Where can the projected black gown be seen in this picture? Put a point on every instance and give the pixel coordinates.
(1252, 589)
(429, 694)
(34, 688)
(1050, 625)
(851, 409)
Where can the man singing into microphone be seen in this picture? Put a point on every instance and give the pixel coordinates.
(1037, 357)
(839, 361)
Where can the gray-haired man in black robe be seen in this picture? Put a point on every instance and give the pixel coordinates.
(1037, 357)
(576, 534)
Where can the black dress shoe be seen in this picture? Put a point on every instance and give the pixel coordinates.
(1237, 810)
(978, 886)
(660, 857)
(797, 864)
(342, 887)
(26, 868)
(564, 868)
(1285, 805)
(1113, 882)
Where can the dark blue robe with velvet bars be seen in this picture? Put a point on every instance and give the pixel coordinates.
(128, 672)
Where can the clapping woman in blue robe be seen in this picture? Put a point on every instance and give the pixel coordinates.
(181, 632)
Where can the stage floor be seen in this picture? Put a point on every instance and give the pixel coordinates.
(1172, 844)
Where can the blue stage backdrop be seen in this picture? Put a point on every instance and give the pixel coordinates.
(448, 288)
____________________
Work instructions
Please lay out every line of the rows above as a Markdown table with two columns, Number and Entry. Put each line's number under Number and the line under Entry, skipping any blank lines.

Task output
| Number | Entry |
|---|---|
| 1 | Where can the projected black gown be seen in this picture? Put a point on every instance and give the pixel coordinates. |
| 2 | (1252, 589) |
| 3 | (429, 694) |
| 4 | (34, 688) |
| 5 | (1050, 625) |
| 6 | (851, 409) |
| 7 | Where can the man singing into microphone be seen in this picture? Put a point on every instance and give the pixel coordinates. |
| 8 | (1037, 357) |
| 9 | (839, 361) |
| 10 | Where can the gray-haired man in black robe be seen in this picture? Put a point on every instance and give the pixel coordinates. |
| 11 | (1037, 357) |
| 12 | (576, 534) |
| 13 | Where can the black dress shoe be seen in this picture? Put a point on every instance and give the pixel coordinates. |
| 14 | (1237, 810) |
| 15 | (978, 886) |
| 16 | (660, 857) |
| 17 | (797, 864) |
| 18 | (342, 887) |
| 19 | (26, 868) |
| 20 | (564, 868) |
| 21 | (1285, 805) |
| 22 | (1113, 882) |
| 23 | Where can the dark blue robe with velvet bars be seen in this picture? Put a point on every instance and give the pixel coordinates. |
| 24 | (128, 672) |
| 25 | Where can the clapping woman in blue robe be seen in this picture? Put a point on every instance and give the pixel coordinates. |
| 26 | (181, 632) |
| 27 | Where can the stage floor be seen in this picture? Put a point on every instance and give the pixel coordinates. |
| 28 | (1172, 844) |
| 29 | Where can the blue stage backdrop be seen in this picture? Put a point on every instance and give the pixel coordinates. |
| 30 | (448, 288) |